GIVEN INFORMATION:

▼▼▼

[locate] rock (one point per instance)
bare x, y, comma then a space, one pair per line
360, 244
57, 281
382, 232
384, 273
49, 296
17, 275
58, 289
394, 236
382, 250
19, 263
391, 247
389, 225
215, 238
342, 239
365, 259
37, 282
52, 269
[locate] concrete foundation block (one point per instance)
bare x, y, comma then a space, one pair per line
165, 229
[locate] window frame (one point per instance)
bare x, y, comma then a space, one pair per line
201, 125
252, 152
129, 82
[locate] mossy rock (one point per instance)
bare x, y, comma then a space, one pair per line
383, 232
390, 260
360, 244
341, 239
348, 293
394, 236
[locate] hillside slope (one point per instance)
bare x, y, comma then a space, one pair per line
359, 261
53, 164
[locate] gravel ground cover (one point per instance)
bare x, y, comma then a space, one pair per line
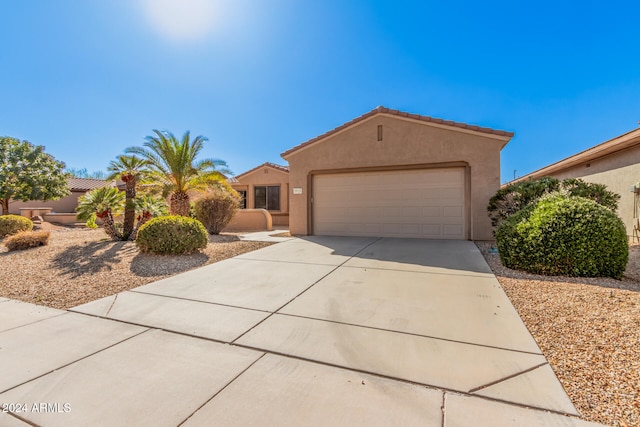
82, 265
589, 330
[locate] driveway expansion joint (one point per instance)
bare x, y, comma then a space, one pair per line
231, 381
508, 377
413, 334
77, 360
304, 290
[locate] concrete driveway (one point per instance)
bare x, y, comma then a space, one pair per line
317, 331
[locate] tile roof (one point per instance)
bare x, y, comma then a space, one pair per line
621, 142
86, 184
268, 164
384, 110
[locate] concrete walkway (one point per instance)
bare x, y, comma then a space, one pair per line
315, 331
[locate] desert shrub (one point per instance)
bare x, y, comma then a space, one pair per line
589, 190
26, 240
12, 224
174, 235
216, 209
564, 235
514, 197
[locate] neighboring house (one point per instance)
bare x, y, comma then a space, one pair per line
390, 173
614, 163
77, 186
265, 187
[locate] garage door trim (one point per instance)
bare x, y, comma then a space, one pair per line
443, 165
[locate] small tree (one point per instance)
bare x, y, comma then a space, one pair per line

▲▲▲
▼▼▼

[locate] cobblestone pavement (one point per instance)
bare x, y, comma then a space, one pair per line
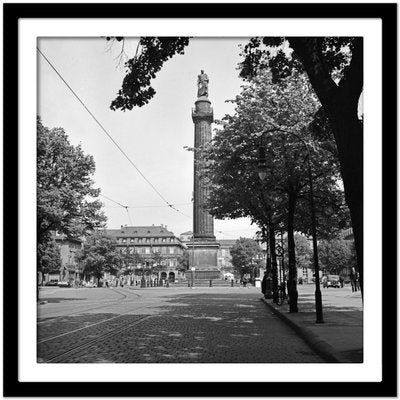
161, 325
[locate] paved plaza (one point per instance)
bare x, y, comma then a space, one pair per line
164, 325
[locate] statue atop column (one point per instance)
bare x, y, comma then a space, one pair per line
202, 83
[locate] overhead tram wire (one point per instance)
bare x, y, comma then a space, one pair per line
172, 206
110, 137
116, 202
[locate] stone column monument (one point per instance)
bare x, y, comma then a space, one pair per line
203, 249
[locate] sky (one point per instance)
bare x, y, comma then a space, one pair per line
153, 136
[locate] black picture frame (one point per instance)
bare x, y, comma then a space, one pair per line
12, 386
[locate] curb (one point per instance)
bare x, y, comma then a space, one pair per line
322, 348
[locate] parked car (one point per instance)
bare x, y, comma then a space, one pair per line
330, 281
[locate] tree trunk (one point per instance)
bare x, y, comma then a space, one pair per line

▲▲▲
▼▼▼

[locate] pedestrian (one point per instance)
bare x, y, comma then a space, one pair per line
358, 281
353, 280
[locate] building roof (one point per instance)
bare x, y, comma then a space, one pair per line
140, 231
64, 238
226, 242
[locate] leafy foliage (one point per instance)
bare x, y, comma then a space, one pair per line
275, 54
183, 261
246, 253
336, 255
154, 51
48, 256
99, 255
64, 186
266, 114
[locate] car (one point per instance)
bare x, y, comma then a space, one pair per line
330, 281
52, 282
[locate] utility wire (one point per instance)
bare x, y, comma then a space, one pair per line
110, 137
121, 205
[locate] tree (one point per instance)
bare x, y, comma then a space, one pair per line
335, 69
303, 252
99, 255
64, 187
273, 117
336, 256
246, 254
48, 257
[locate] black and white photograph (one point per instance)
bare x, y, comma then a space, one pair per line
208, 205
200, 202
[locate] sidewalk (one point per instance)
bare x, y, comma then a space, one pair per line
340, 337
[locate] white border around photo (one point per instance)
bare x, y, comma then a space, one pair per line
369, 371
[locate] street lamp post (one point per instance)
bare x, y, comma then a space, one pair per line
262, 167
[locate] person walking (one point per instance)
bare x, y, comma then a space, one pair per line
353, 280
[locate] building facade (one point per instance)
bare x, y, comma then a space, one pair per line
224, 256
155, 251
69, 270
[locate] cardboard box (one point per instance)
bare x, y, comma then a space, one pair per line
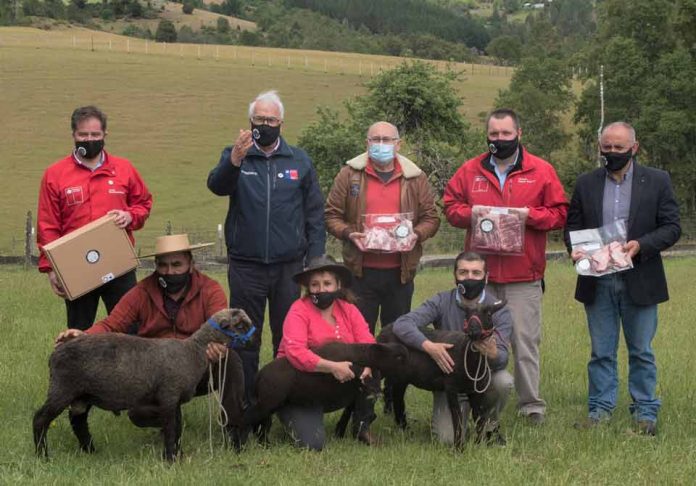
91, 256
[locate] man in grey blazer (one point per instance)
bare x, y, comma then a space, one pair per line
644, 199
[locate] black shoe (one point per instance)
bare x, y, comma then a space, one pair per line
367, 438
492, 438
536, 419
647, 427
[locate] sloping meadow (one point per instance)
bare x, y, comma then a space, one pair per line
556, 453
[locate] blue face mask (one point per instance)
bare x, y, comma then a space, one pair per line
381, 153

▲▲▲

GIVEN EXERCISE: From the entries above, pick out every line that contains the word "building" and copy each one in full.

RESPONSE TO THE EXERCISE:
[locate] building roof (one point per instance)
[locate] building facade (one point per instance)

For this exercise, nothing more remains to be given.